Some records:
— Start —

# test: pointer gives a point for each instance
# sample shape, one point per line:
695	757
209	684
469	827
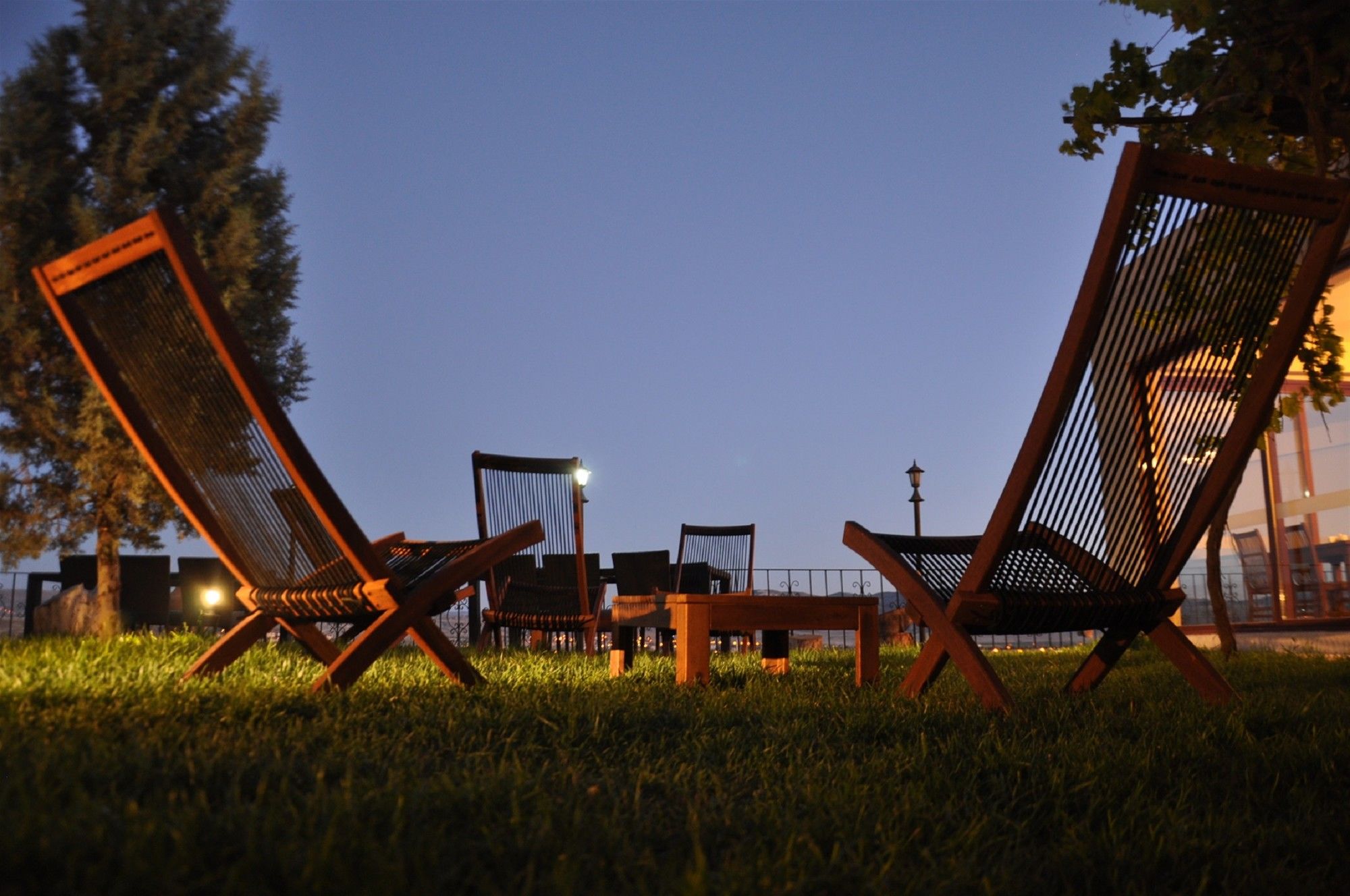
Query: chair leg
1193	665
1110	648
434	643
368	647
929	665
232	646
951	642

— End —

**STATED GOAL**
Reproduce each of the entries above line for line, with every character unchanged. Leave out the pictures.

**CORRECT ANSWER**
# test: pointer gives a point for each instance
# sample shape, one point per line:
695	757
209	684
469	827
Query: chair leg
1193	665
1110	648
434	643
368	647
929	665
232	646
951	642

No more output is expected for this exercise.